(Rows from a dataset)
——

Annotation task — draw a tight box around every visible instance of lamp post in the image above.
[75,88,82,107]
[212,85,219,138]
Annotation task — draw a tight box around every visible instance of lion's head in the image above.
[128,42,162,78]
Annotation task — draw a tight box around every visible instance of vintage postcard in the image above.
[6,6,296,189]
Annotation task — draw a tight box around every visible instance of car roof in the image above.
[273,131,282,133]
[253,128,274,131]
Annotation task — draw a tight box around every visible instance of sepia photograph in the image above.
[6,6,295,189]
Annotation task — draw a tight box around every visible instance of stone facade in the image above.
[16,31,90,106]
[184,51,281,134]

——

REQUIREMENTS: Reproduce the records verbatim, from the line containing "head in the image above." through the final line of the records.

ANSWER BELOW:
Annotation task — draw a tight box around every visible instance of lion's head in the image above.
[128,42,162,78]
Annotation task — draw a tight box around every visible instance of vintage postcard in the image above.
[6,6,296,189]
Annotation task — draw a tight box around every visible instance of car roof in the image above.
[273,131,282,133]
[253,128,274,131]
Annotation task — draw a tight box around every visible instance of sepia photograph in the image above.
[6,6,295,189]
Annotation task — draw a tight box around every visible instance of stone facade in the image above.
[16,31,90,106]
[184,51,281,134]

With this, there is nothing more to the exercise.